REQUIREMENT
Copy the entries below word for word, leaving out the pictures.

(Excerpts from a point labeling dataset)
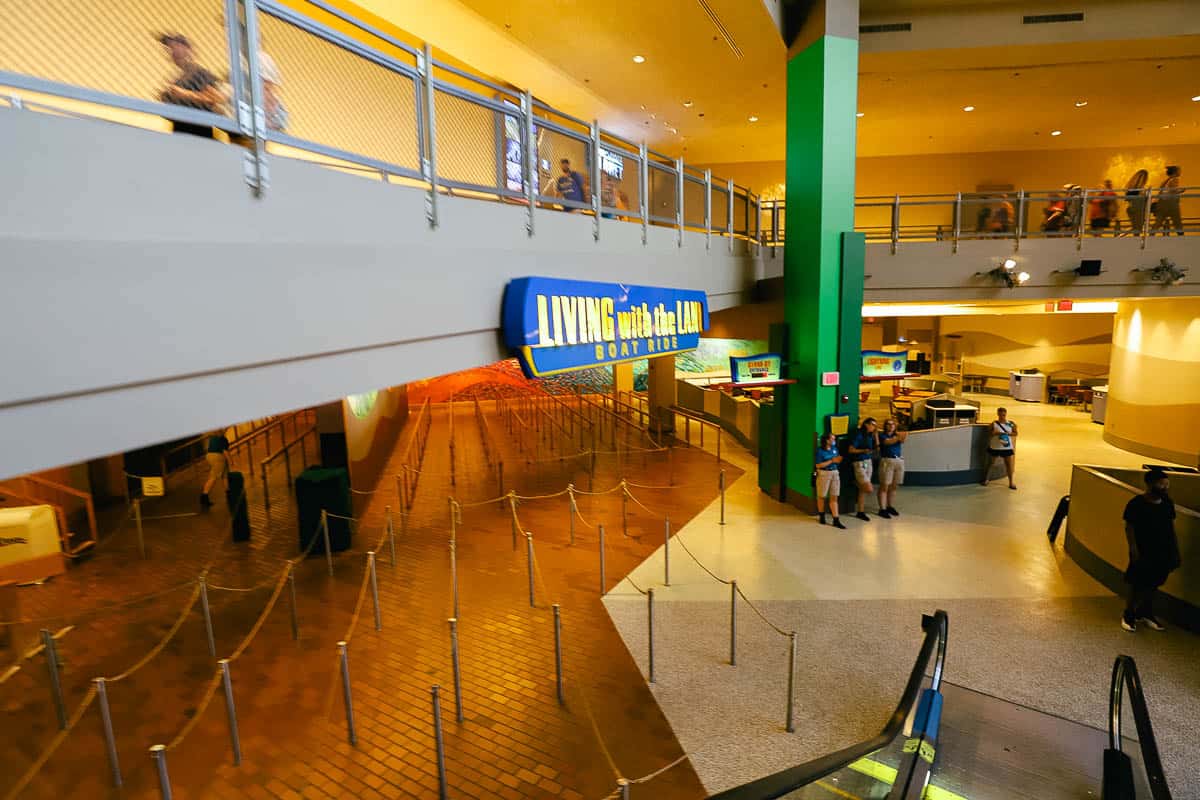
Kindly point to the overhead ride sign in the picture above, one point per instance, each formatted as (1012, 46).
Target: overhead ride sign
(556, 326)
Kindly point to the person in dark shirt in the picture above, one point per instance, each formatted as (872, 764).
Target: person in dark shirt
(828, 480)
(862, 449)
(570, 185)
(217, 455)
(193, 86)
(1153, 549)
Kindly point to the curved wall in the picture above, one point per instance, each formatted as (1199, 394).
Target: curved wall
(1155, 379)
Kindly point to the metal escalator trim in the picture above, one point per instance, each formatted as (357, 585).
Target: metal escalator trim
(780, 783)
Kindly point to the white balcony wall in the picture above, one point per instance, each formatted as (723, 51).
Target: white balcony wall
(148, 294)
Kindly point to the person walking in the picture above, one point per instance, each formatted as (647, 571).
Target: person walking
(1102, 210)
(217, 455)
(193, 86)
(862, 449)
(828, 480)
(1002, 446)
(1137, 200)
(1167, 206)
(891, 467)
(1153, 549)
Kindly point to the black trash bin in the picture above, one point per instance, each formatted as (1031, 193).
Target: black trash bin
(323, 489)
(239, 512)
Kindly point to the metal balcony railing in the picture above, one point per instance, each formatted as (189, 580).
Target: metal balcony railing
(1079, 215)
(324, 86)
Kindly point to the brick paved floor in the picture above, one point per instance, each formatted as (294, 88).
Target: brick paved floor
(516, 740)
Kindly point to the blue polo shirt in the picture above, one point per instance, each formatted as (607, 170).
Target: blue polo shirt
(826, 455)
(863, 441)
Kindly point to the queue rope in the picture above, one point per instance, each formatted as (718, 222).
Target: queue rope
(36, 767)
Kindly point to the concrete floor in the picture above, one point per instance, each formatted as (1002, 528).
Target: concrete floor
(1026, 623)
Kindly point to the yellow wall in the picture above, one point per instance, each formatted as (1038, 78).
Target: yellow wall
(1153, 401)
(947, 173)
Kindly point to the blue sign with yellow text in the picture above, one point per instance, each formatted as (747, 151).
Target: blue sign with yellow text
(556, 326)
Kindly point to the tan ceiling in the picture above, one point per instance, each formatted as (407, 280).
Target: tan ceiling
(687, 59)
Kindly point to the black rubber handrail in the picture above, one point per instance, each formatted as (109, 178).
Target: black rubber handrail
(933, 648)
(1125, 674)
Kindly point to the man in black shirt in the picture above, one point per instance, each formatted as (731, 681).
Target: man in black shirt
(193, 86)
(1153, 549)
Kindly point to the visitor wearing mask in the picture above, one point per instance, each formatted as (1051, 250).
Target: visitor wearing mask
(828, 480)
(862, 449)
(1153, 549)
(891, 467)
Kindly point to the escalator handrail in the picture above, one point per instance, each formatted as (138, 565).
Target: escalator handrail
(936, 627)
(1125, 674)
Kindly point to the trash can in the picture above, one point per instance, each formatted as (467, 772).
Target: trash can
(239, 510)
(323, 489)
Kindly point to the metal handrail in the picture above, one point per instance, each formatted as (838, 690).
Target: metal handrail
(427, 74)
(1125, 674)
(933, 648)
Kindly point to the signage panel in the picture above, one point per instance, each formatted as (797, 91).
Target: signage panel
(755, 368)
(556, 326)
(881, 364)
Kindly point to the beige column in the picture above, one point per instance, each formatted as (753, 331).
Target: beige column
(661, 390)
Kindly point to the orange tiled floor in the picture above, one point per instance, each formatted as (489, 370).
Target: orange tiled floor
(516, 740)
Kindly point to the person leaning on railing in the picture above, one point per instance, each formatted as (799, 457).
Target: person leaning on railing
(193, 86)
(1167, 206)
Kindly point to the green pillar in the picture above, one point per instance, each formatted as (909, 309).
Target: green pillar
(822, 256)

TASK RESULT
Kindly point to the overhead ride sign in the picture above, one point per instance, each formatted as (1012, 46).
Target: overhead ride sign
(556, 326)
Kindly point to the person in dark shirt in the picture above, one point per instance, each formatted as (872, 764).
Target: person in dark shirt
(828, 480)
(862, 449)
(570, 185)
(217, 455)
(193, 86)
(1153, 549)
Kindly point to the curved wall in the picture above, one point per instance, each formatted as (1199, 394).
Target: curved wall
(1155, 379)
Kindly point to the metal escalator trim in the picture above, one point per instance, each formatted as (357, 585).
Target: metal escalator trim
(780, 783)
Kindly point to the white balcony wall in the picture above, one point per instance, each formatted as (723, 51).
Target: white balcony wall
(148, 294)
Kindly point to the person walking in the picture above, one point per instance, each formatted as (647, 571).
Target: person walking
(1102, 210)
(217, 455)
(193, 86)
(862, 449)
(828, 480)
(1002, 446)
(1137, 200)
(1167, 206)
(891, 467)
(1153, 549)
Kindly point to the black trash bin in the picture above, one point per instance, each formatted as (1031, 193).
Target: black trash bin
(323, 489)
(239, 512)
Kindly point to the metal balcony railing in the picture above, one point per instance, each formatted as (189, 580).
Target: metal balcony railing
(1079, 215)
(324, 86)
Kindly point to the brick paved floor in the picture above, one point per instance, each formatted as (294, 88).
Target: brick paved floor
(516, 740)
Kindly point to the blue polo shirt in the picture above, one point per instance, each formatted as (607, 170).
Target: blue polo shirt
(826, 455)
(863, 441)
Kindly point to the queue rope in the picture above, one point per instance, each formatted as (718, 222).
Target: queue rope
(36, 767)
Kindly point to the concrete floor in the picture above, one point per instance, each formatted as (1002, 528).
Target: concrete floor
(1026, 623)
Kindly point to the yellow wall in the picture above, one point per instance, each formatted as (1038, 78).
Target: yellow wall
(1153, 401)
(947, 173)
Kindly point to the blue sign with yellow text in the picture above, one point per instance, each formatted as (747, 151).
Target: blue sign with yellow text
(556, 326)
Kindly point to the tan ceiling in the picture above, one point per instance, each formatted as (407, 280).
Target: tan ceiling
(687, 59)
Kindly point to the black rubber handrail in the picture above, one point per instance, each formatted as (109, 178).
Target: black rubber handrail
(933, 648)
(1125, 674)
Kindly point to the man in black shirt in the picture above, one point per instance, each formatted as (731, 681).
Target: man in black shirt
(193, 86)
(1153, 549)
Kindly point to the visitor wearing mask in the picture above, one point per instance, each formatted as (1051, 250).
Target: visitor wearing mask
(828, 480)
(862, 449)
(1153, 549)
(891, 467)
Kindly point to the escalator handrail in the picture above, one point per instance, each formatted as (138, 565).
Target: escalator handrail
(936, 627)
(1125, 674)
Kindly point to the trash can in the picture above, one point per instance, each formatted as (467, 772).
Target: trash can
(239, 510)
(323, 489)
Kindly point to the metal handrail in the picture above, one point per instance, each formatted as (838, 690).
Target: metal handrail
(427, 74)
(1125, 674)
(933, 648)
Kindly point to the signage panel in the picture above, one point per instance, each formatted as (797, 91).
Target: signage panel
(755, 368)
(556, 326)
(881, 364)
Kindly point to the beige column in the picture above, one point per instance, each formatted as (753, 331).
Target: beige column
(661, 390)
Kindly point to the orange tiled floor in the picture above, one point per instance, each formatted as (489, 370).
Target: orange tiled floor
(516, 740)
Kindly point to the person leaning on railing in the picture above, one point per instance, each formatted as (799, 457).
Target: person leaning on railing
(193, 86)
(1167, 206)
Kindly point to the green pillar in the picture above, one point per instance, each formatted as (909, 309).
Target: green pillar
(822, 256)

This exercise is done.